DOCUMENT PASSAGE.
+++++

The beach front area where the lockers and the oxygen cylinders were located and we were briefed by our dive master before heading into water
All the equipment hire was included in Padi open water course even the diving computer

What we didn't like about Diving in Marsa Shagra:

To be honest I don’t think there is any but there are few things to keep in mind for the first timers and everything else will be just fine. Let’s start with the location related ones  first:

  •  Marsa Shagra is hidden without any signs on the main road. For us, as independent travelers getting on a taxi with a GPS point heading to Marsa Shagra, it took us ages to find it. Passing Marsa Alam toward south, there are quite a few resorts laid between the main road and the Red sea but after few kilometers they all disappeared and we were driving into the desert without any sign of civilization while getting closer to my GPS point. We finally managed to find it but just because I saw a glimpse of its white tents from the high point on the road.
  • Getting to reception, we understood why. Pretty much no one really just drive there. 99% of the divers stay there, book the whole package including flight, accommodation and diving all together. After staying in the village for 5 days, we realized that we were the only ones just got there by a taxi, the rest of people were all arriving in large groups by bus and a tour leader. Even the receptionist got confused that how we booked it directly from Padi travel website and we had to wait for 10 to 15 minutes for them to check with Padi office to make sure that we paid in full and how we managed to book independently before giving us our tent.

+++++

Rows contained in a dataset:
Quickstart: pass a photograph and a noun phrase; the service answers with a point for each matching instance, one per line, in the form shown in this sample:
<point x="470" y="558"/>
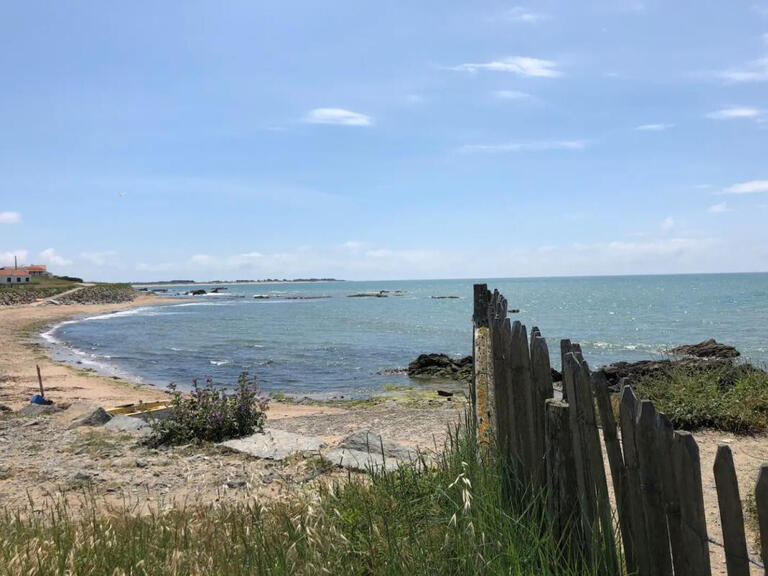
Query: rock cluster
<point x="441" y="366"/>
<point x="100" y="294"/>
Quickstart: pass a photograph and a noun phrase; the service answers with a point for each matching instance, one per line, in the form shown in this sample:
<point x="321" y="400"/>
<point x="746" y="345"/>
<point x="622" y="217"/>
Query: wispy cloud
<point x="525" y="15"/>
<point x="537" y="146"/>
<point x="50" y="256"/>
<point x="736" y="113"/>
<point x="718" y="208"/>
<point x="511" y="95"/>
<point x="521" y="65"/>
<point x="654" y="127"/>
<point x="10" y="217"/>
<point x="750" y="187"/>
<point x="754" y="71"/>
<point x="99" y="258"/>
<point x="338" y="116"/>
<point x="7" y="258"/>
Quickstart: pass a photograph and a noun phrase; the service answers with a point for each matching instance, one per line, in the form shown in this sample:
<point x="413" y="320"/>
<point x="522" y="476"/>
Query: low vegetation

+++++

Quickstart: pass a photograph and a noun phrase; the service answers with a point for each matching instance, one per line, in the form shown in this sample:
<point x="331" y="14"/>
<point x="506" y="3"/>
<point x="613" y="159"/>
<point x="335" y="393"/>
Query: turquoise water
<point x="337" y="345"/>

+++++

EXERCISE SET.
a) Write out the part of the Marsa Shagra diving review that opens with the words "To be honest" and closes with "on the road.".
b) Extract every line of the rows that contains the string "Query", matching case exactly.

RESULTS FOR EACH TASK.
a)
To be honest I don’t think there is any but there are few things to keep in mind for the first timers and everything else will be just fine. Let’s start with the location related ones  first:

  •  Marsa Shagra is hidden without any signs on the main road. For us, as independent travelers getting on a taxi with a GPS point heading to Marsa Shagra, it took us ages to find it. Passing Marsa Alam toward south, there are quite a few resorts laid between the main road and the Red sea but after few kilometers they all disappeared and we were driving into the desert without any sign of civilization while getting closer to my GPS point. We finally managed to find it but just because I saw a glimpse of its white tents from the high point on the road.

b)
Query: rock cluster
Query: wispy cloud
Query: low vegetation
Query: turquoise water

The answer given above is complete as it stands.